Location identification entries:
— BEGIN —
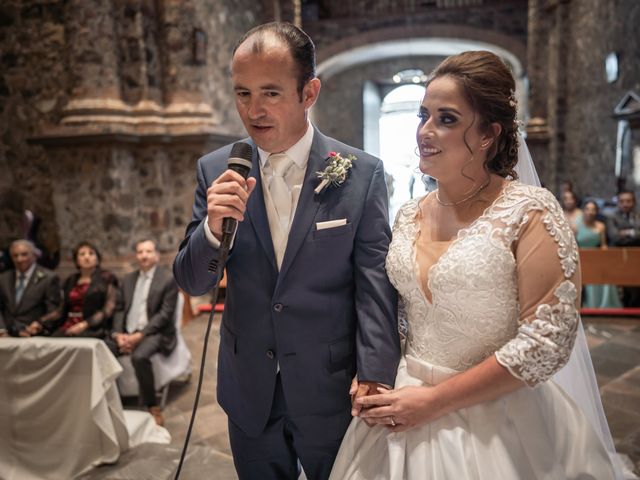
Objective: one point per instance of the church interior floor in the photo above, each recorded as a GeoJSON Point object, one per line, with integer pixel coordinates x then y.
{"type": "Point", "coordinates": [614, 344]}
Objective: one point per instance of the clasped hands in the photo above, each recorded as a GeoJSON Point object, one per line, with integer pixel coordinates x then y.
{"type": "Point", "coordinates": [30, 330]}
{"type": "Point", "coordinates": [227, 198]}
{"type": "Point", "coordinates": [398, 410]}
{"type": "Point", "coordinates": [127, 342]}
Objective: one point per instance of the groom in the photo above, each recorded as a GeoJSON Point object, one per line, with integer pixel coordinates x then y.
{"type": "Point", "coordinates": [308, 302]}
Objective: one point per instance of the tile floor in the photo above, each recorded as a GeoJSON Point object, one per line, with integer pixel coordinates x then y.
{"type": "Point", "coordinates": [614, 344]}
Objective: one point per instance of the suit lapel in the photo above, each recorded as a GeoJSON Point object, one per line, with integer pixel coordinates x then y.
{"type": "Point", "coordinates": [27, 287]}
{"type": "Point", "coordinates": [11, 288]}
{"type": "Point", "coordinates": [257, 213]}
{"type": "Point", "coordinates": [308, 202]}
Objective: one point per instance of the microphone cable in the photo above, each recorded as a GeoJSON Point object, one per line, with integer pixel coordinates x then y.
{"type": "Point", "coordinates": [222, 260]}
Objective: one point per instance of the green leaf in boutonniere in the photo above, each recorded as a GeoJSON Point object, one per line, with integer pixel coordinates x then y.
{"type": "Point", "coordinates": [335, 173]}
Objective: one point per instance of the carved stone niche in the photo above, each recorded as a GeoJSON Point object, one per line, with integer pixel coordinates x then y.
{"type": "Point", "coordinates": [627, 166]}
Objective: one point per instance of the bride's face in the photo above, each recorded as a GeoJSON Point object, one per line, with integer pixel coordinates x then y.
{"type": "Point", "coordinates": [449, 137]}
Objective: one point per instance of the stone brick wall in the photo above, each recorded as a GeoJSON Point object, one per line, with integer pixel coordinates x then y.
{"type": "Point", "coordinates": [507, 17]}
{"type": "Point", "coordinates": [111, 182]}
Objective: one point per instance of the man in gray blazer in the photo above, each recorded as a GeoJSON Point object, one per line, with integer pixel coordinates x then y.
{"type": "Point", "coordinates": [308, 303]}
{"type": "Point", "coordinates": [144, 322]}
{"type": "Point", "coordinates": [29, 295]}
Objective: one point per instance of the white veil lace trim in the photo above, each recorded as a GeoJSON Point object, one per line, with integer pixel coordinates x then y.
{"type": "Point", "coordinates": [577, 378]}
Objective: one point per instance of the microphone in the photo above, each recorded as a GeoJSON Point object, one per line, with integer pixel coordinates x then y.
— END —
■ Requirement ■
Turn the data into a JSON list of strings, one string per line, with blank lines left out. Start at the line that has "Objective: one point per instance of the white" and go through the end of the data.

■ Finished exercise ■
[
  "Objective: one point per instance of the white veil lace trim in the photo above, each recorded as a GeoJSON Point object, one per line, with integer pixel coordinates x then y.",
  "{\"type\": \"Point\", \"coordinates\": [577, 378]}",
  "Objective: one point per instance of the microphone in the photo above, each recorded as a GeoJSON Point object, one per line, with integer pixel coordinates x then y."
]